--- What to work on ---
The answer must be an exact copy of the lines from the one holding "Place one keypoint on each instance of the overcast" through the final line of the entries, and nothing else.
--- Material supplied Enclosed Below ---
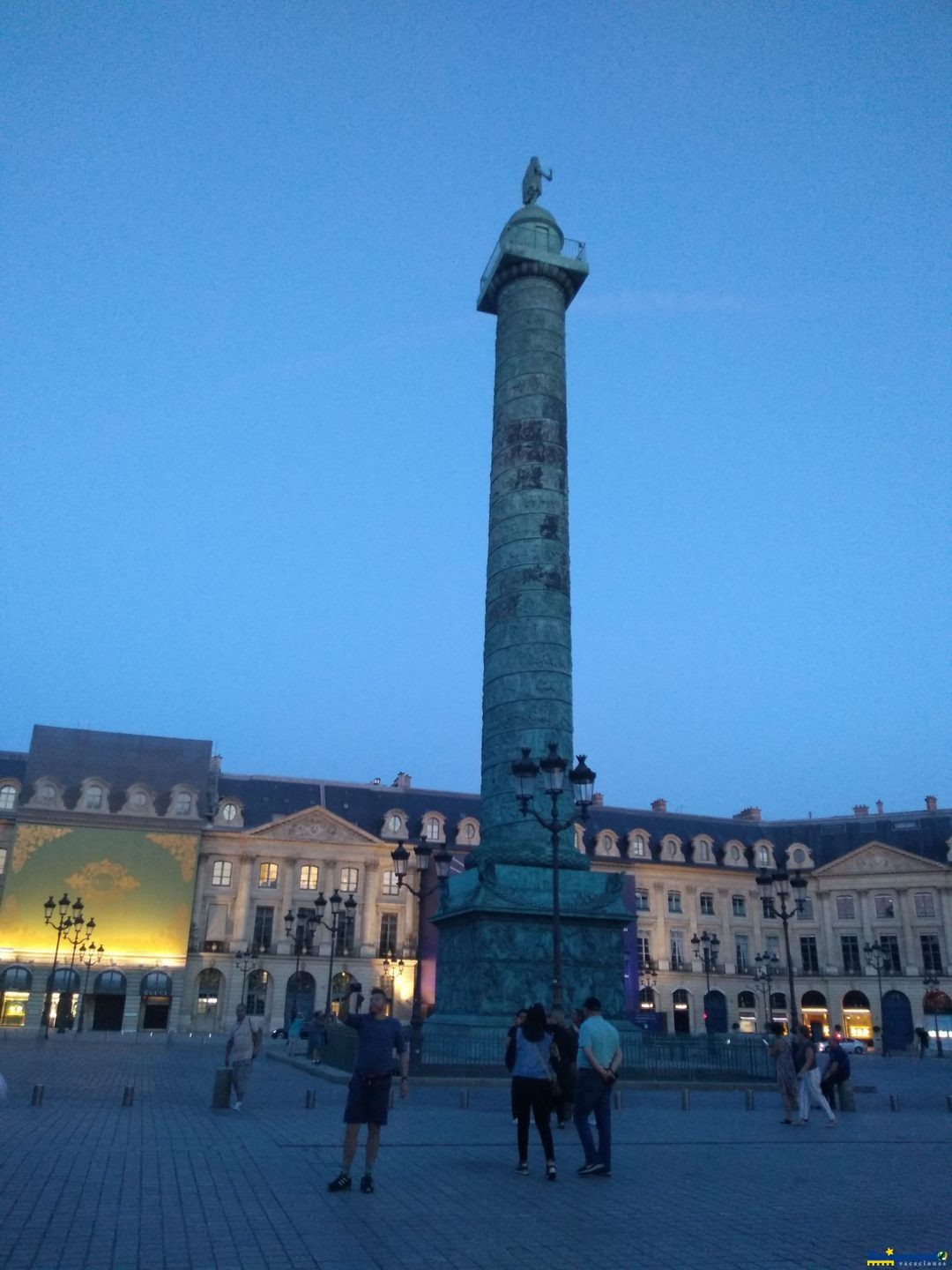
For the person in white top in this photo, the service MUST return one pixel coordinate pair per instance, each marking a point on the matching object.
(240, 1052)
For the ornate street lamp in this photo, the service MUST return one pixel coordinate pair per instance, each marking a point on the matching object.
(65, 923)
(877, 958)
(442, 859)
(337, 905)
(303, 943)
(90, 955)
(766, 964)
(931, 982)
(776, 886)
(583, 781)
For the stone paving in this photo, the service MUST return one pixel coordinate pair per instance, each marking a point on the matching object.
(169, 1184)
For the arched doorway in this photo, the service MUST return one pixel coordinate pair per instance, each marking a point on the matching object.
(299, 996)
(778, 1010)
(155, 993)
(815, 1015)
(108, 1001)
(63, 986)
(257, 992)
(857, 1020)
(715, 1012)
(16, 983)
(681, 1009)
(208, 997)
(897, 1029)
(747, 1011)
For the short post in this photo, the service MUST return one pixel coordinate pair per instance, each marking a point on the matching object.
(221, 1090)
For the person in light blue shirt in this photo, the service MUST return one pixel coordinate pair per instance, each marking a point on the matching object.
(599, 1059)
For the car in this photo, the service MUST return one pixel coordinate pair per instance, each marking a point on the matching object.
(848, 1042)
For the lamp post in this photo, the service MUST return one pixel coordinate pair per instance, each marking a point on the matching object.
(876, 958)
(764, 967)
(244, 961)
(337, 903)
(583, 781)
(303, 943)
(773, 885)
(931, 982)
(90, 955)
(63, 923)
(442, 859)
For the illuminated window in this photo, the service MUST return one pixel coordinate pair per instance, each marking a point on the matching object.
(309, 878)
(221, 873)
(268, 874)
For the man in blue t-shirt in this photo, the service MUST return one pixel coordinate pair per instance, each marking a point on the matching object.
(599, 1059)
(368, 1093)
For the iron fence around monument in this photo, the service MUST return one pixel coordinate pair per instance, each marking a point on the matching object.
(645, 1057)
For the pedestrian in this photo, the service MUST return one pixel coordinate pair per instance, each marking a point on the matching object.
(509, 1056)
(809, 1080)
(240, 1052)
(599, 1059)
(566, 1042)
(368, 1091)
(532, 1087)
(837, 1070)
(782, 1056)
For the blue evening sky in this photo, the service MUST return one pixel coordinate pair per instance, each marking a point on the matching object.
(248, 395)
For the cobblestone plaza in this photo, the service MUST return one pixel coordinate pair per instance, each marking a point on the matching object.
(170, 1184)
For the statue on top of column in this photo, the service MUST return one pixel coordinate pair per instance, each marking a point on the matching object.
(532, 181)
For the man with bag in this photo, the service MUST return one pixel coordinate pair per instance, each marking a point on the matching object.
(240, 1052)
(368, 1091)
(599, 1059)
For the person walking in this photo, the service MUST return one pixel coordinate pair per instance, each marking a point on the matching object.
(809, 1080)
(599, 1059)
(240, 1052)
(782, 1056)
(532, 1087)
(368, 1091)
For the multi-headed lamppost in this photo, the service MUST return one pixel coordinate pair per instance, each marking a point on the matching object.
(931, 982)
(442, 859)
(90, 955)
(766, 966)
(63, 926)
(776, 886)
(877, 958)
(337, 905)
(583, 781)
(303, 943)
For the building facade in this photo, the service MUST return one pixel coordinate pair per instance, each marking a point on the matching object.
(204, 885)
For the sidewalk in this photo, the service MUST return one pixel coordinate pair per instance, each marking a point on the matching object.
(167, 1184)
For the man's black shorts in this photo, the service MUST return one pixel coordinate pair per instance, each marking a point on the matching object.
(367, 1099)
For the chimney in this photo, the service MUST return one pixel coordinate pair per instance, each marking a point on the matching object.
(749, 813)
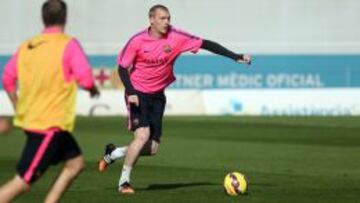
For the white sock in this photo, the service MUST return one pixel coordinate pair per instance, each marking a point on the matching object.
(118, 153)
(125, 175)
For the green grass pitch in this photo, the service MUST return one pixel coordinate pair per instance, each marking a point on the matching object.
(286, 159)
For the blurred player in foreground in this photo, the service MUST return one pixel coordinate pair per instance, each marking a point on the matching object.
(47, 69)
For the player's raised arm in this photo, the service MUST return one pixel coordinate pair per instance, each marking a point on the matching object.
(9, 80)
(216, 48)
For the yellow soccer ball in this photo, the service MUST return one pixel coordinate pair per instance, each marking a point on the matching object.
(235, 184)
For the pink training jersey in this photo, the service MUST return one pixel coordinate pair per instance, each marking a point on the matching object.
(76, 65)
(152, 60)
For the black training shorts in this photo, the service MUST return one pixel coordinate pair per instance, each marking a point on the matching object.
(149, 113)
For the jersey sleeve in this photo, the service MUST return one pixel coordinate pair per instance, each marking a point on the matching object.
(78, 64)
(128, 53)
(189, 42)
(9, 76)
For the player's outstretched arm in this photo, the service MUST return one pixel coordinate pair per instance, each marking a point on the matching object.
(216, 48)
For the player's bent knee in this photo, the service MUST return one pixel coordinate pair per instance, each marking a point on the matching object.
(143, 135)
(154, 148)
(76, 165)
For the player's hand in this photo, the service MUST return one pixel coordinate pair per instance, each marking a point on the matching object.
(246, 58)
(94, 92)
(133, 99)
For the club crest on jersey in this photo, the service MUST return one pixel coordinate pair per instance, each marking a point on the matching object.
(167, 48)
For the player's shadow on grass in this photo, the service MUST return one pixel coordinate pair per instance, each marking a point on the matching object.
(170, 186)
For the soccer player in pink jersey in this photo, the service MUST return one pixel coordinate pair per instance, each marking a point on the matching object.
(41, 81)
(146, 69)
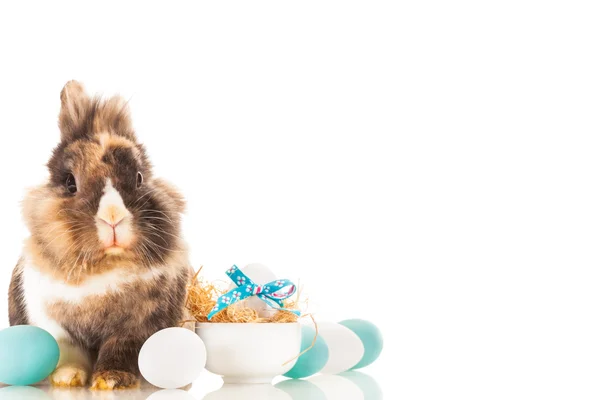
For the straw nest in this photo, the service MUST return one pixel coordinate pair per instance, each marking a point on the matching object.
(202, 297)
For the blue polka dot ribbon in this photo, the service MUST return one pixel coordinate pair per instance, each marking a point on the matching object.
(272, 293)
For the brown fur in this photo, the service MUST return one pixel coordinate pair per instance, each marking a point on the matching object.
(98, 142)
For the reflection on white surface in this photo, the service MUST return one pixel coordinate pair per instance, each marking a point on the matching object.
(248, 391)
(347, 386)
(172, 394)
(22, 393)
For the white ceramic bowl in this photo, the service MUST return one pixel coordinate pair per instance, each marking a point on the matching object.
(250, 353)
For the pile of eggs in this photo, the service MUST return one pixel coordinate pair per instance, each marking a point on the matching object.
(348, 345)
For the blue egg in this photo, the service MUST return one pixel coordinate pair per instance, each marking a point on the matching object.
(313, 360)
(28, 355)
(371, 337)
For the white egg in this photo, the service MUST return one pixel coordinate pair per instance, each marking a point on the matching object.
(345, 347)
(172, 358)
(260, 274)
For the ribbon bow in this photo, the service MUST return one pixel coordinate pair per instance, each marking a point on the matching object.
(272, 293)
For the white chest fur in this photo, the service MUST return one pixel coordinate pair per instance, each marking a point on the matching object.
(40, 289)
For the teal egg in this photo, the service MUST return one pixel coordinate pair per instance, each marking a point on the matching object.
(28, 355)
(371, 337)
(313, 360)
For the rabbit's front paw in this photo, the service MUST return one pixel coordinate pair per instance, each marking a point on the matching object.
(69, 375)
(110, 380)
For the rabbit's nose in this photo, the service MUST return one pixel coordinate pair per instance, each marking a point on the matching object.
(112, 221)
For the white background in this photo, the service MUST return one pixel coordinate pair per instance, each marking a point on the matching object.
(429, 165)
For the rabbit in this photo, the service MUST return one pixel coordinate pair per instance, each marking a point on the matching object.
(105, 266)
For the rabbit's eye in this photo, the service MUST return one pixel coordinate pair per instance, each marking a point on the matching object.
(71, 184)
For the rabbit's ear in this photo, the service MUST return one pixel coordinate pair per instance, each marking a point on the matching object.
(74, 109)
(113, 116)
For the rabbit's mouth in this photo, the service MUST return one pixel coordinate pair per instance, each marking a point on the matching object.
(114, 250)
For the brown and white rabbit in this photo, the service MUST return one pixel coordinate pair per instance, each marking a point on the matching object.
(104, 267)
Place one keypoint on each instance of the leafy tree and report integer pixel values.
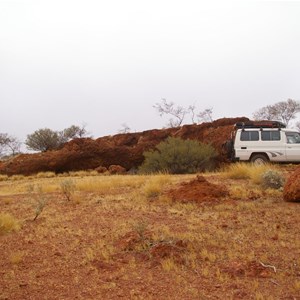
(43, 140)
(9, 144)
(125, 128)
(47, 139)
(178, 156)
(169, 108)
(283, 111)
(74, 132)
(206, 115)
(179, 113)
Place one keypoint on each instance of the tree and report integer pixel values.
(74, 132)
(169, 108)
(206, 115)
(178, 156)
(9, 145)
(283, 111)
(125, 128)
(179, 113)
(43, 140)
(47, 139)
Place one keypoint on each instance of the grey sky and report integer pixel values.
(105, 63)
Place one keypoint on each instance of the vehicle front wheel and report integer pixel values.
(259, 159)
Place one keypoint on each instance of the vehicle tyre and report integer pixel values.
(259, 159)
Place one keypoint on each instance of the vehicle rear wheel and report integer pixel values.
(259, 159)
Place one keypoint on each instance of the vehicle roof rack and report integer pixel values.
(259, 124)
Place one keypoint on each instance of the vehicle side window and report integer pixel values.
(270, 135)
(293, 137)
(249, 136)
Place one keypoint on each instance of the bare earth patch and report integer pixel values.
(110, 241)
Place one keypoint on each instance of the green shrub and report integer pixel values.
(68, 187)
(272, 179)
(178, 156)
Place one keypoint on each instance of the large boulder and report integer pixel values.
(291, 192)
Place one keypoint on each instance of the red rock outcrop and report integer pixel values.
(125, 150)
(198, 190)
(291, 192)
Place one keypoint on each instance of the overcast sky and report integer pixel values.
(106, 63)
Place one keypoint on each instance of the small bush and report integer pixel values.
(45, 175)
(8, 223)
(272, 179)
(247, 171)
(68, 188)
(178, 156)
(3, 177)
(238, 171)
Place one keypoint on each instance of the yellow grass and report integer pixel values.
(8, 223)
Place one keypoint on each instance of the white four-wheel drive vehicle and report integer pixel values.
(263, 141)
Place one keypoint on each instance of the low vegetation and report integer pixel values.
(178, 156)
(131, 241)
(8, 223)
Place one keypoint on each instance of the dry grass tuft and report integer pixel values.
(3, 177)
(155, 185)
(8, 223)
(45, 175)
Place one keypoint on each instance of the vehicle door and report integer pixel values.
(292, 146)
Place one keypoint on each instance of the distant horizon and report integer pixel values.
(106, 64)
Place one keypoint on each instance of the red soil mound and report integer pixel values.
(125, 150)
(198, 190)
(291, 192)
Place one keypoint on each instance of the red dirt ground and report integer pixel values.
--- End of Enclosed Material supplied ---
--- Output for this task ---
Place one keypoint on each instance of the overcast sky and report integer pixel values.
(106, 63)
Place one keypoint on each instance of the small bush and report integer pixel values.
(45, 175)
(8, 223)
(272, 179)
(247, 171)
(68, 188)
(178, 156)
(3, 177)
(238, 171)
Place one keypoint on each instance of the yellow grass and report integer pixel values.
(8, 223)
Place one keypoint on each instance of the white four-wheel drive vehicle and report integer pixel values.
(263, 141)
Place one keypoint on each instance of the low vegetation and report integer pixel values.
(178, 156)
(131, 241)
(8, 223)
Place one keypoint on each instance of the dry grass tuft and report integer pixel values.
(3, 177)
(155, 185)
(8, 223)
(45, 175)
Place one keypoint on each instance of the vehicle door and report integer pixel values.
(292, 146)
Place one keypoint on each instance of the distant horizon and report integer pixel values.
(106, 64)
Place one keypoint on each instance of the red soil mound and report integer pixel values.
(125, 150)
(198, 190)
(291, 192)
Place one keypoint on each instance of the red dirt ground and report integer pixel values.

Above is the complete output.